# The request
Switch every occurrence of "Result" to "Answer" in the rows below and reproduce them with no other change.

# Input records
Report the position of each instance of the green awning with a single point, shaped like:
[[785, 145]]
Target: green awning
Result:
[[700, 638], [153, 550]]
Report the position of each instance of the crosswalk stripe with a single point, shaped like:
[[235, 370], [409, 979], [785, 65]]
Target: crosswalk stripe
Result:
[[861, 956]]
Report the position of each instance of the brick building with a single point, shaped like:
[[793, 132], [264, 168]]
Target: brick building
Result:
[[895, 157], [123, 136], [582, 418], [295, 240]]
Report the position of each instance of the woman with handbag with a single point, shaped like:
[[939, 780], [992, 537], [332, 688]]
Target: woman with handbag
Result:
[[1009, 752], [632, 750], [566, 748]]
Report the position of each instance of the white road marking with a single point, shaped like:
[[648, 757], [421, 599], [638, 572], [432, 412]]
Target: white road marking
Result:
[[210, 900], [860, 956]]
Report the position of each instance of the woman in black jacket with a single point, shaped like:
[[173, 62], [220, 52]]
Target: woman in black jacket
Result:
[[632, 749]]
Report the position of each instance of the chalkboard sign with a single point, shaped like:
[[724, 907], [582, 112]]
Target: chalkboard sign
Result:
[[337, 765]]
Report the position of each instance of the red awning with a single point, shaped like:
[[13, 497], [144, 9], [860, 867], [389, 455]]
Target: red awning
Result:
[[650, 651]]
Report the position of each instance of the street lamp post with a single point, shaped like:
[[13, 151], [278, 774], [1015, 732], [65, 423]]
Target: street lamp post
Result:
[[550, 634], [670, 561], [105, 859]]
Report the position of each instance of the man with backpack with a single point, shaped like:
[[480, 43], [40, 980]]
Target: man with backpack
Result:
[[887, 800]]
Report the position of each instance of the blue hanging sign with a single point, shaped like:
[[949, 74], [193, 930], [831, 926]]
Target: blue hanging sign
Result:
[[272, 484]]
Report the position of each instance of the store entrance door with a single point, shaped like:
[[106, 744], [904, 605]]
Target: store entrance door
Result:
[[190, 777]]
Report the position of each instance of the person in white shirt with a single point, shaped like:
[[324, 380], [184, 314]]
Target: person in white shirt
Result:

# Correct response
Report the position of each instance of the green awning with a single point, shaped like:
[[785, 145]]
Target: green awning
Answer:
[[700, 638], [153, 550]]
Report the position of each instance of the crosswalk stripe with a single point, shaped like:
[[235, 370], [409, 979], [785, 65]]
Target: crosswalk stripe
Answer:
[[861, 956]]
Report the position of each instance of the brick building with a single point, shaped like:
[[793, 132], [264, 168]]
Target: brick building
Answer:
[[895, 157], [123, 136], [582, 418], [295, 240]]
Report the position of each instance of the woman with handbag with a single point, shaped like:
[[939, 780], [992, 537], [332, 688]]
Target: woman with handbag
Answer:
[[1009, 752], [632, 750], [566, 748]]
Report the position of each instance of the white road marking with a single point, shaped like:
[[648, 757], [421, 599], [638, 572], [432, 412]]
Target: white road marking
Answer:
[[210, 900], [860, 956]]
Report the position of each instance of the woman in black jacket with a single point, shaped like:
[[173, 62], [220, 52]]
Target: woman in black jacket
Answer:
[[632, 749]]
Report the position of each instance of the chalkboard sign with a single point, shaped like:
[[724, 907], [582, 112]]
Target: chalkboard sign
Answer:
[[337, 765]]
Report the position of each instance of the red awning with a single point, shaped like:
[[13, 497], [144, 9], [860, 867], [389, 455]]
Target: red awning
Answer:
[[650, 651]]
Report the position of each instance of the street lamp post with a single point, shaped like:
[[13, 151], [278, 774], [1015, 732], [65, 423]]
Target: street lamp post
Answer:
[[550, 634], [670, 561], [105, 859]]
Report the position of each instance of the man with backpack with a single point, shaped like:
[[480, 43], [40, 980]]
Target: man with backpack
Answer:
[[887, 800]]
Report the position of each instance of the blue hanging sign with a single point, shaped like:
[[949, 74], [193, 930], [831, 926]]
Target: blue hanging sign
Answer:
[[272, 484]]
Report the position of each instance of the store entrance door with a single point, shaped like:
[[106, 744], [904, 605]]
Target: store entrance door
Answer:
[[190, 777]]
Report the position of each instance of the person in white shirt with a single point, shaped like:
[[324, 380], [184, 314]]
Target: person in white shirt
Answer:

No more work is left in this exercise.